To do:
Copy the data from the line that contains "Report the location of every instance of the blurred" to its last line, exactly, including both of those lines and leaving out everything before.

[Point annotations for photos]

===

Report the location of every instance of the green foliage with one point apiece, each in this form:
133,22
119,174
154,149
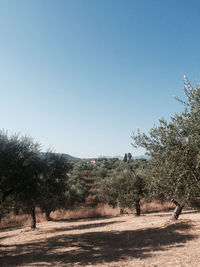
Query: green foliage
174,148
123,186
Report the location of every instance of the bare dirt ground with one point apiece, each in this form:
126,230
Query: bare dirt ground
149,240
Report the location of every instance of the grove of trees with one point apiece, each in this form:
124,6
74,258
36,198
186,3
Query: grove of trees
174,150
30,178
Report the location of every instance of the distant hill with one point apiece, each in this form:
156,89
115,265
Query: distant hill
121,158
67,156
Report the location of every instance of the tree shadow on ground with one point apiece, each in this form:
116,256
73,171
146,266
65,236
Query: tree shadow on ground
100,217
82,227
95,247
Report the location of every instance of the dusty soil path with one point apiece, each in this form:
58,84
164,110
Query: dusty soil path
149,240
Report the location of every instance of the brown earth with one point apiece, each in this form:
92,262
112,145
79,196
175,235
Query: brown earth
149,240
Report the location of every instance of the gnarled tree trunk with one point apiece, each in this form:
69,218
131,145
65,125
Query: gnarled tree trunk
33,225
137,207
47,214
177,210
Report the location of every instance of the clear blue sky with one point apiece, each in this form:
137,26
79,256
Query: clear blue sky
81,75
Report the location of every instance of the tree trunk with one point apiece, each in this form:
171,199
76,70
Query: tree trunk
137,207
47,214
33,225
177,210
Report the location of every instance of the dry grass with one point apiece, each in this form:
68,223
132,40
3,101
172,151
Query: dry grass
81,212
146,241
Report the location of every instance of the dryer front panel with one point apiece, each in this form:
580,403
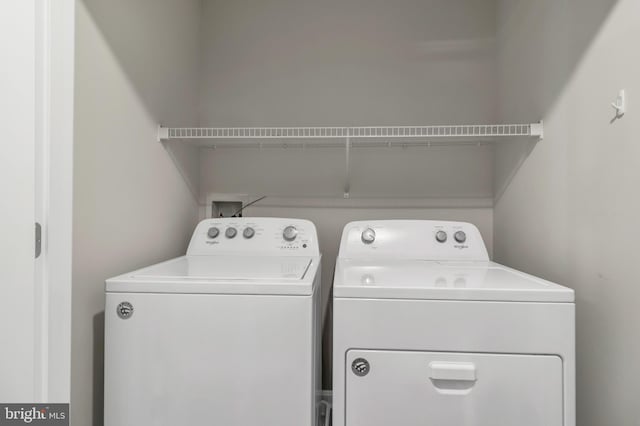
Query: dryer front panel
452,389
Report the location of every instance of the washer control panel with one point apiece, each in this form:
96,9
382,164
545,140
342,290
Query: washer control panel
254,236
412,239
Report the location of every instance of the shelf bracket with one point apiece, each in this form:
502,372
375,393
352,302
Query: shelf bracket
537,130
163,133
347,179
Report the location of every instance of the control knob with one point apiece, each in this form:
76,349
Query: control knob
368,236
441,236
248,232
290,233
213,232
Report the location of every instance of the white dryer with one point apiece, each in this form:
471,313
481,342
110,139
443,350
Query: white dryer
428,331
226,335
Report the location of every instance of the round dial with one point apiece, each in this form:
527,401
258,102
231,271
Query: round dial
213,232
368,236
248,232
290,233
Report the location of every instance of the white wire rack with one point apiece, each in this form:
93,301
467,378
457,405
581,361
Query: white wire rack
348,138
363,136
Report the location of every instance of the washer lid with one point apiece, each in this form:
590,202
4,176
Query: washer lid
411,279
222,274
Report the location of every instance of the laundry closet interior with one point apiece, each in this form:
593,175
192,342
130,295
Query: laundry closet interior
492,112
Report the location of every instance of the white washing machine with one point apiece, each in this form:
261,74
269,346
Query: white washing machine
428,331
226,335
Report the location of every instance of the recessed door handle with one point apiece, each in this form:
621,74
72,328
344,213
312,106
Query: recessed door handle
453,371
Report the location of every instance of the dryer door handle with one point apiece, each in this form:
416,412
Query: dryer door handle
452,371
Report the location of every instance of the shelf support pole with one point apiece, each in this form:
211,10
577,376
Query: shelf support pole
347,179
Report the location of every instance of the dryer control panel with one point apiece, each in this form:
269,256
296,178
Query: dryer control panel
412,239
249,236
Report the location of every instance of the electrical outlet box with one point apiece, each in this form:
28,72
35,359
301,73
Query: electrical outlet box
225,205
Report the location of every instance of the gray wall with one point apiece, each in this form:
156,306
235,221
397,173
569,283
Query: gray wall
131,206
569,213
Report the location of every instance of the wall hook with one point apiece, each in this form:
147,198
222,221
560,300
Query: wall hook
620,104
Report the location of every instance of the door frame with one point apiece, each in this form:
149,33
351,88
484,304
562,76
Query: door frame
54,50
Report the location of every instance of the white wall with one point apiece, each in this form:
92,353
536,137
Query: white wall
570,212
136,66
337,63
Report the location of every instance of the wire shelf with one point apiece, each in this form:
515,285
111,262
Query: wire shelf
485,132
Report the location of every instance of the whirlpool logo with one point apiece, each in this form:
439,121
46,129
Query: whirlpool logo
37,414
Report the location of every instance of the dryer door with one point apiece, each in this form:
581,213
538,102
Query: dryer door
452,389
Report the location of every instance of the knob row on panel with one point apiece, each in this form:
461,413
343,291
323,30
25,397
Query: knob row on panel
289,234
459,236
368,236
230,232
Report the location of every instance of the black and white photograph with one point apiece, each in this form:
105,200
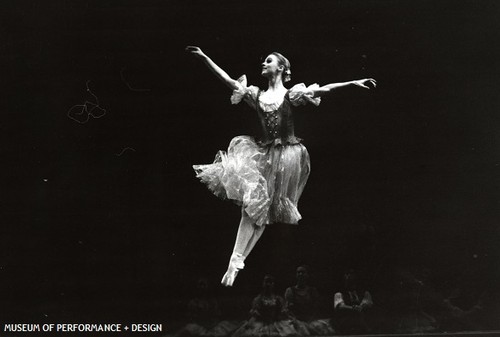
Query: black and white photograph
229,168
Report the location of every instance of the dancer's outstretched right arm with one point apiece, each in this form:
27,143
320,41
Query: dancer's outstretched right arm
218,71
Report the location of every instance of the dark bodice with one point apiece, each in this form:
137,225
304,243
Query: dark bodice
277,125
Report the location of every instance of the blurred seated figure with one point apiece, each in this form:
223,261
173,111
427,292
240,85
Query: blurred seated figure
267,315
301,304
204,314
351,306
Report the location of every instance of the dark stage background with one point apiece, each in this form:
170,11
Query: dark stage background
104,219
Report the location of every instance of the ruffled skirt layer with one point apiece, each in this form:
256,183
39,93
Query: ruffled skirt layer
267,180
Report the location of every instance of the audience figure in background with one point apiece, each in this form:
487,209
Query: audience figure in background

===

Task result:
Report the location of every instance of the blurred seated figure with one point apiece, each in this form:
223,261
173,111
427,292
240,85
Query: blurred seated figure
267,315
301,304
204,314
351,306
Report the location of every instance of the dark stage background with one point apiece, each in this form:
170,11
Query: dark stage background
104,219
Report the location of every instance of the ruffled skirt layer with one point apiece, each in this form:
256,183
39,93
Query: ruffled skirt layer
267,180
Report the location of every instance of the audience figure in background with one point apiece, each in this form:
487,209
Query: audience figure in background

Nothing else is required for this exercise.